> [STATED PROBLEM 1] In the console output, put "commands" in place of "expressions" and write out the passage that begins at the words "Spark context Web" and ends after "have them evaluated.".

— BEGIN TEXT —

Trying to use the assembly goes south:

~/p/r/p/t/scala-2.11 ❯❯❯ spark-shell --jars /Users/eugene/proj/rasterframes/pyrasterframes/target/scala-2.11/pyrasterframes-assembly-0.8.0-SNAPSHOT.jar
19/08/17 13:12:36 WARN NativeCodeLoader: Unable to load native-hadoop library for your platform... using builtin-java classes where applicable
Using Spark's default log4j profile: org/apache/spark/log4j-defaults.properties
Setting default log level to "WARN".
To adjust logging level use sc.setLogLevel(newLevel). For SparkR, use setLogLevel(newLevel).
Spark context Web UI available at http://10.1.240.31:4040
Spark context available as 'sc' (master = local[*], app id = local-1566061963577).
Spark session available as 'spark'.
Welcome to
      ____              __
     / __/__  ___ _____/ /__
    _\ \/ _ \/ _ `/ __/  '_/
   /___/ .__/\_,_/_/ /_/\_\   version 2.4.3
      /_/

Using Scala version 2.11.12 (Java HotSpot(TM) 64-Bit Server VM, Java 1.8.0_211)
Type in expressions to have them evaluated.
Type :help for more information.

scala> import org.locationtech.rasterframes._
<console>:23: error: Symbol 'type <none>.scalalogging.LazyLogging' is missing from the classpath.
This symbol is required by 'package org.locationtech.rasterframes.package'.
Make sure that type LazyLogging is in your classpath and check for conflicting dependencies with `-Ylog-classpath`.
A full rebuild may help if 'package.class' was compiled against an incompatible version of <none>.scalalogging.
       import org.locationtech.rasterframes._
              ^

Trying to see what is going on in package org.locationtech.rasterframes.package everything seems hunky-dory:

~/p/r/p/t/s/j/o/l/rasterframes ❯❯❯ javap package\$                                                                                                                      develop ✚ ✱
Warning: Binary file package$ contains org.locationtech.rasterframes.package$
Compiled from "rasterframes.scala"

— END TEXT —

> [STATED PROBLEM 2] Output the data-collection records below as a two-column CSV with the headers "request" and "answer", one row per request. Put the request text and its answer each in one quoted field, with line breaks turned into spaces.

— BEGIN EXTRACTED MATERIAL —

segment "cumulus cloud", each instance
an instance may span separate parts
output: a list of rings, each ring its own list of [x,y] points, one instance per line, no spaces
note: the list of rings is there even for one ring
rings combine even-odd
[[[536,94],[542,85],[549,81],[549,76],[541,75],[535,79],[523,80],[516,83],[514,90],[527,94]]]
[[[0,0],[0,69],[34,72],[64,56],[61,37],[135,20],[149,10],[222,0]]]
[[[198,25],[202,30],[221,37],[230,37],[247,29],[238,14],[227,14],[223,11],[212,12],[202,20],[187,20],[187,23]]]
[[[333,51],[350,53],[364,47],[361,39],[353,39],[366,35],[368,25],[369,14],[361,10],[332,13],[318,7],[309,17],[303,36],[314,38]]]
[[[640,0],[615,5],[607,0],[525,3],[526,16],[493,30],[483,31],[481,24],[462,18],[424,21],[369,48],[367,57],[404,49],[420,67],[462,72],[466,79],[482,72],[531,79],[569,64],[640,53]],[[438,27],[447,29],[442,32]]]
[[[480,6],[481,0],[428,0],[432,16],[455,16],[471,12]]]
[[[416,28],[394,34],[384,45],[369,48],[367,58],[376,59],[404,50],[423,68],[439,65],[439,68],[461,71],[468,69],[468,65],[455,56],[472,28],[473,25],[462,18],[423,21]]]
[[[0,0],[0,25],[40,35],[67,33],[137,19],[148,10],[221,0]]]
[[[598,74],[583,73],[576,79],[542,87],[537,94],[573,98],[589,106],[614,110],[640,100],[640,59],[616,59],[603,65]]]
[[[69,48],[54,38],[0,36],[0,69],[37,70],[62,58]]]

— END EXTRACTED MATERIAL —

> [CORRECT OUTPUT 1]
Spark context Web UI available at http://10.1.240.31:4040
Spark context available as 'sc' (master = local[*], app id = local-1566061963577).
Spark session available as 'spark'.
Welcome to
      ____              __
     / __/__  ___ _____/ /__
    _\ \/ _ \/ _ `/ __/  '_/
   /___/ .__/\_,_/_/ /_/\_\   version 2.4.3
      /_/

Using Scala version 2.11.12 (Java HotSpot(TM) 64-Bit Server VM, Java 1.8.0_211)
Type in commands to have them evaluated.

> [CORRECT OUTPUT 2]
request,answer
"segment ""cumulus cloud"", each instance an instance may span separate parts output: a list of rings, each ring its own list of [x,y] points, one instance per line, no spaces note: the list of rings is there even for one ring rings combine even-odd","[[[536,94],[542,85],[549,81],[549,76],[541,75],[535,79],[523,80],[516,83],[514,90],[527,94]]] [[[0,0],[0,69],[34,72],[64,56],[61,37],[135,20],[149,10],[222,0]]] [[[198,25],[202,30],[221,37],[230,37],[247,29],[238,14],[227,14],[223,11],[212,12],[202,20],[187,20],[187,23]]] [[[333,51],[350,53],[364,47],[361,39],[353,39],[366,35],[368,25],[369,14],[361,10],[332,13],[318,7],[309,17],[303,36],[314,38]]] [[[640,0],[615,5],[607,0],[525,3],[526,16],[493,30],[483,31],[481,24],[462,18],[424,21],[369,48],[367,57],[404,49],[420,67],[462,72],[466,79],[482,72],[531,79],[569,64],[640,53]],[[438,27],[447,29],[442,32]]] [[[480,6],[481,0],[428,0],[432,16],[455,16],[471,12]]] [[[416,28],[394,34],[384,45],[369,48],[367,58],[376,59],[404,50],[423,68],[439,65],[439,68],[461,71],[468,69],[468,65],[455,56],[472,28],[473,25],[462,18],[423,21]]] [[[0,0],[0,25],[40,35],[67,33],[137,19],[148,10],[221,0]]] [[[598,74],[583,73],[576,79],[542,87],[537,94],[573,98],[589,106],[614,110],[640,100],[640,59],[616,59],[603,65]]] [[[69,48],[54,38],[0,36],[0,69],[37,70],[62,58]]]"